What to do:
Collect every line in the records below that contains the string "shirt".

#####

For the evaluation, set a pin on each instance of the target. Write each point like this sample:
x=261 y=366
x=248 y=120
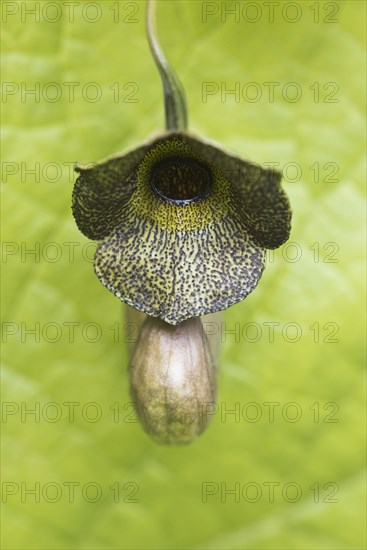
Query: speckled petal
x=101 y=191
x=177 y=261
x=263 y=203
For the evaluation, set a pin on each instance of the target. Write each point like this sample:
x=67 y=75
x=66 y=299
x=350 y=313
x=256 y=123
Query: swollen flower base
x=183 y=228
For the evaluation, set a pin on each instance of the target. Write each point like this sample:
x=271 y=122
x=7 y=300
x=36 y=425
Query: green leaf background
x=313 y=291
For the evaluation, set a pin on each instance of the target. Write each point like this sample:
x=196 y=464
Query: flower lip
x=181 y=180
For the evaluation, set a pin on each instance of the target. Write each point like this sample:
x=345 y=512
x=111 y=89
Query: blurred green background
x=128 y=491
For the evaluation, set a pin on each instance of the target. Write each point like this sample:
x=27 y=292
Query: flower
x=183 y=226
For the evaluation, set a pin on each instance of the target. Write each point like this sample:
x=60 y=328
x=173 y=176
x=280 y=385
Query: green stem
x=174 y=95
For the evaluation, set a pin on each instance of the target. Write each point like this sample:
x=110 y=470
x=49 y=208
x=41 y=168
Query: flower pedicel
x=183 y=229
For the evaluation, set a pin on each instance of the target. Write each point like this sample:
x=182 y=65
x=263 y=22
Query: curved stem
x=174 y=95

#####

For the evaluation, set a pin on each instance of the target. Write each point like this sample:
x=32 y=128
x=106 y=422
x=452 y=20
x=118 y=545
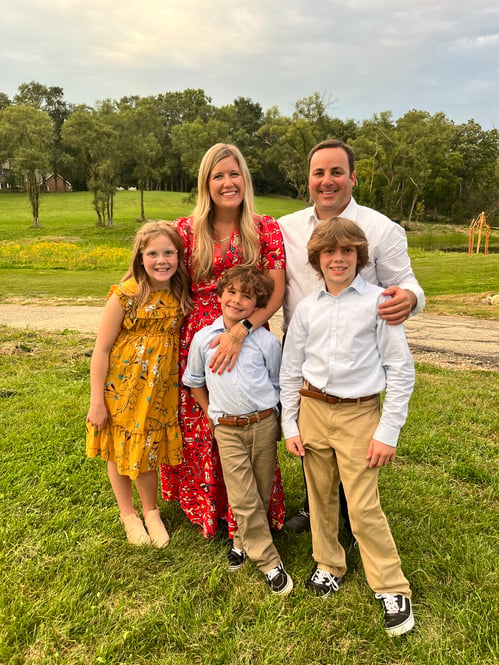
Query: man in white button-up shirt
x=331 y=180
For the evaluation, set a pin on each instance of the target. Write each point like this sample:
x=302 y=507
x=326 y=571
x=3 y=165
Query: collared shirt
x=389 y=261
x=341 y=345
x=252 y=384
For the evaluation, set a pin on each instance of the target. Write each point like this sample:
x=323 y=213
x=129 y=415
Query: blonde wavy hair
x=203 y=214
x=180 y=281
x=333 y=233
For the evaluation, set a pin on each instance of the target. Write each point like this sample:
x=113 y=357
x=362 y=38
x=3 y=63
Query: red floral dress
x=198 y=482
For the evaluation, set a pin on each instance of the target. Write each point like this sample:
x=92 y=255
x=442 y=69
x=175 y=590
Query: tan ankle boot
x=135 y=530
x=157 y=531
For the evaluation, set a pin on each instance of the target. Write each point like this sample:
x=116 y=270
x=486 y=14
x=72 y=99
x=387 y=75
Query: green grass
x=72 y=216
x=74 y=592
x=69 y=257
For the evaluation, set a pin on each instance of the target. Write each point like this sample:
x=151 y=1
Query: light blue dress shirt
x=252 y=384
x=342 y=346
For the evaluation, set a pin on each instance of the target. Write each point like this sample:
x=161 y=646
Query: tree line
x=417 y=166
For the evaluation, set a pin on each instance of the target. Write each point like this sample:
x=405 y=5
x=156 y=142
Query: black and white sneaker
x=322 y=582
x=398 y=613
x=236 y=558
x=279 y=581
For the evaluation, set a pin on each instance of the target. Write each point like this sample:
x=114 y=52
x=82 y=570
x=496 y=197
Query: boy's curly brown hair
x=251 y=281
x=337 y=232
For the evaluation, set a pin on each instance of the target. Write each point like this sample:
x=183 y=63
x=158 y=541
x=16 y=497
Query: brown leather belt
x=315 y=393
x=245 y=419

#####

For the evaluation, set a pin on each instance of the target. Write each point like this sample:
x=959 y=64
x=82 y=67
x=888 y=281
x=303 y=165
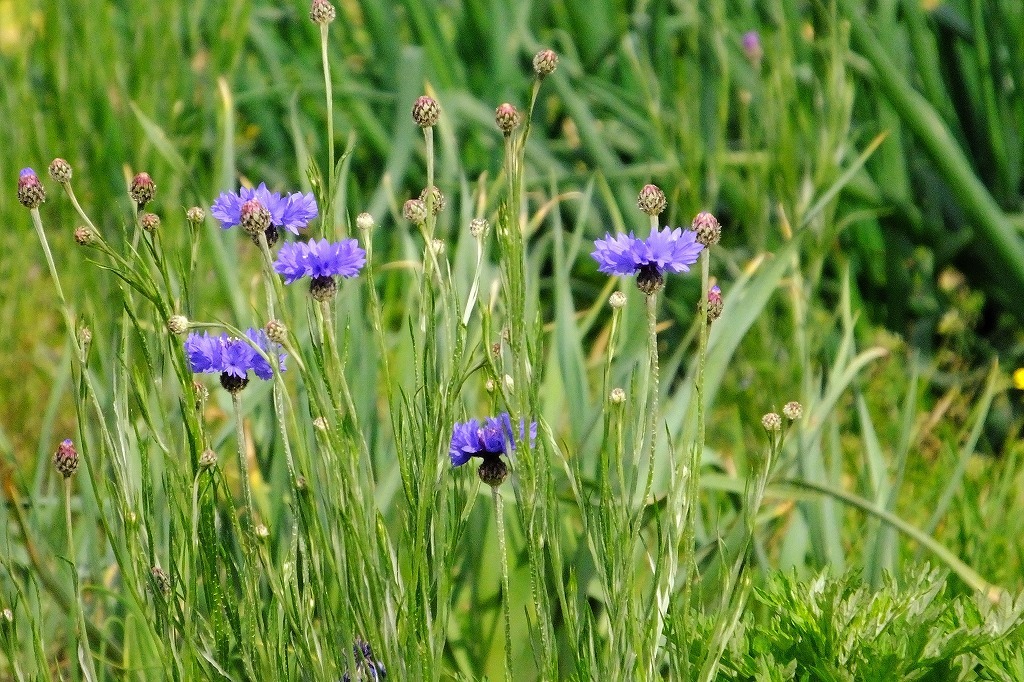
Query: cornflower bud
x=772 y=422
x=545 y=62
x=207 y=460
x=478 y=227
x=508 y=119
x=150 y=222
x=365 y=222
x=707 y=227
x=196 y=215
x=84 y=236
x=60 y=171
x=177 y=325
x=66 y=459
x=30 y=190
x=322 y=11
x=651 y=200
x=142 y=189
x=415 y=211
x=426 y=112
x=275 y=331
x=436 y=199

#####

Result for this task:
Query: man in white button-up shirt
Query: collared shirt
Query: light blue dress shirt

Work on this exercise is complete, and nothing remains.